Please revise every row below, changing "Query" to "Target" wherever it occurs and leaving everything else unchanged. Omit the pictures from your answer.

============================================================

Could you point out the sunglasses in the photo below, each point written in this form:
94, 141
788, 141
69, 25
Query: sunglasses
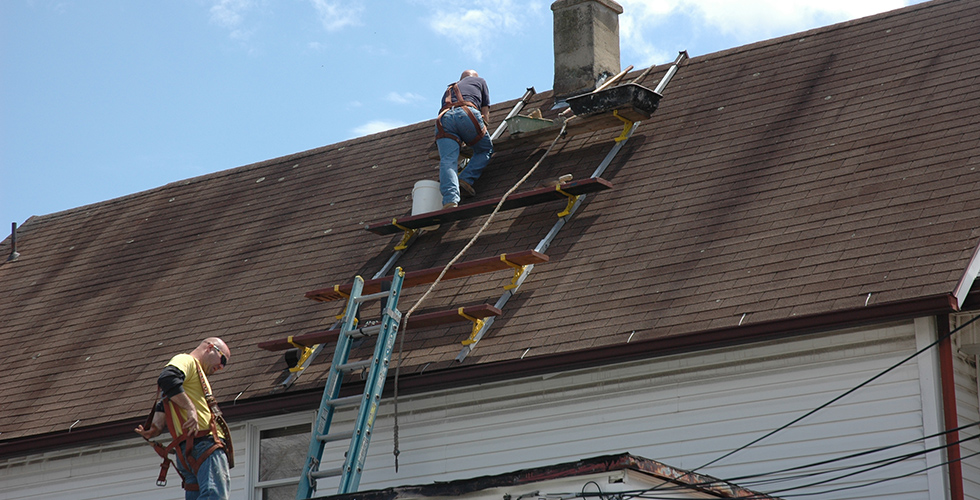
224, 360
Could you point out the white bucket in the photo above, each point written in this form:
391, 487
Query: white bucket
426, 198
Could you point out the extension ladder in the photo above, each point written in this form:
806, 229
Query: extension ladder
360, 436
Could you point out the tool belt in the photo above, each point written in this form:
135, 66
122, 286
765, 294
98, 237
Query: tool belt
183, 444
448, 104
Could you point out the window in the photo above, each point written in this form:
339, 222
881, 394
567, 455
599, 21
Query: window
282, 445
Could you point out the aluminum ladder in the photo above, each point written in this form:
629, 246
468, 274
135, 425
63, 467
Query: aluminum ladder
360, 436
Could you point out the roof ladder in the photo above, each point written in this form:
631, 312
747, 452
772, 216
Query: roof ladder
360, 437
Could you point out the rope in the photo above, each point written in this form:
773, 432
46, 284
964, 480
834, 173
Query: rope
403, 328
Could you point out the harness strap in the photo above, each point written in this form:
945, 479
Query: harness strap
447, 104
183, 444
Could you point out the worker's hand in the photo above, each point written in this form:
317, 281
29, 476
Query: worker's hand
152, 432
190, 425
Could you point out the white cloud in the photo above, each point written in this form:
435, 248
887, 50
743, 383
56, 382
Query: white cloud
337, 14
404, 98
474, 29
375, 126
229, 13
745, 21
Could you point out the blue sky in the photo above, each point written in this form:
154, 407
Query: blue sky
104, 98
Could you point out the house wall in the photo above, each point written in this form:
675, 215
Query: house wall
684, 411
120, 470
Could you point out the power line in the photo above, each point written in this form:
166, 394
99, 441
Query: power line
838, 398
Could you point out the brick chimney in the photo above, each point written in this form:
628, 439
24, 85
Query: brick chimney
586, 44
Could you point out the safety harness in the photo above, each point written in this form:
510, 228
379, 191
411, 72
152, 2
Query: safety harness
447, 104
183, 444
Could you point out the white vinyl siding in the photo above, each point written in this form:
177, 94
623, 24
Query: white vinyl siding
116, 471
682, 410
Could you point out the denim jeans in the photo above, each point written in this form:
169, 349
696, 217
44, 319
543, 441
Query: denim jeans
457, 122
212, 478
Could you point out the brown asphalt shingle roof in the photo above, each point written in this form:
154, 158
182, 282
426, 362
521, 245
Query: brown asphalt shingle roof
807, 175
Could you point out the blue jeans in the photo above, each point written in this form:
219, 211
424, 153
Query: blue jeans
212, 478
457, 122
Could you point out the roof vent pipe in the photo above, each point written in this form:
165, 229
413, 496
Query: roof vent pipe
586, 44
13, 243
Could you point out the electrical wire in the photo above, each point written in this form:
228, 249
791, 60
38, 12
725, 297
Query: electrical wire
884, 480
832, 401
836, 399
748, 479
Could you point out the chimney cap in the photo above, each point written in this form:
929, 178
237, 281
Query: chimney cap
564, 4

============================================================

#### Task solution:
Could you point out the sunglasses in the photo below, each point written in this form:
94, 141
788, 141
69, 25
Target: sunglasses
224, 360
Could you point out the white bucket in the photo above, each point written in this form:
391, 487
Target: white bucket
426, 198
Could you point out the extension ladder in the photo above, each point written in this form:
806, 229
Target: extension ladder
360, 436
Could you point out the tool belt in the photo above, each point written in this form:
135, 66
122, 286
765, 294
98, 237
Target: tool belt
183, 444
448, 104
Could you point out the window in the photo above, each point written in this form:
339, 222
881, 394
567, 455
599, 21
Target: window
282, 445
Could you point out the aluminum ladder in the photo above, each point written in this form:
629, 246
468, 274
135, 425
63, 467
Target: aluminum ladder
360, 436
Could you point out the roof ladder in the photo above, each point written in this form:
631, 312
747, 452
772, 216
Target: roof ladder
360, 437
Could you point out the rope in the photo above, each point written in this form:
773, 432
46, 284
964, 480
834, 173
Target: rope
403, 328
Could you point out the harness strap in the photo above, each point written in this form:
945, 479
Target: harness strap
447, 104
183, 444
Could you point out the worker's hand in the photo above, each point written in this form:
317, 281
29, 476
Target: worker's hand
152, 432
190, 425
Could you point out the white cloud in the photo above, each point written in this form:
435, 248
887, 50
743, 383
56, 382
Target: white cloud
337, 14
404, 98
474, 29
375, 126
229, 13
745, 21
Could you point out the blue sky in the photo above, each point written in this form:
154, 407
Target: blue sky
104, 98
Could you point out the house wall in the photo above, each point written in this form:
675, 215
Target: house wall
684, 411
120, 470
Could you point out the power line in the photo above, each point written in this form:
166, 394
99, 441
Target: power line
838, 398
Could you point out the brick chimney in the photo above, each point written in this form:
628, 439
24, 85
Target: brick chimney
586, 44
Could you point out the safety harness in the photo above, each point written in this form:
510, 228
379, 191
411, 72
152, 2
Target: safety harness
447, 104
183, 444
Could you point out the white vinyl siding in the photo above, each point written in this form:
177, 94
623, 24
Target: white vinyl siding
116, 471
682, 410
Could you point out the denim jeans in the photo above, each point written in this form:
169, 349
696, 217
44, 319
543, 441
Target: denim jeans
457, 122
212, 478
Could you point out the brown asphalt shingle roof in the photo above, each point written in this form:
154, 158
182, 282
426, 362
521, 245
Target: brown asphalt shingle roof
807, 175
Could you point out the blue jeans in the photo above, each point written in this form:
219, 211
424, 153
Target: blue jeans
212, 478
457, 122
Could you point out the roof vent pipe in the photo above, each point written in this form:
165, 229
413, 496
Target: roof vent pipe
586, 44
13, 243
Could you point out the electrical wire in the photo above, each point written in this form:
228, 249
791, 60
38, 12
725, 297
Target: electrical wire
884, 480
832, 401
836, 399
748, 479
Could you point out the chimney cap in the photo above, each point written in this form:
929, 178
237, 281
Target: chimney cap
564, 4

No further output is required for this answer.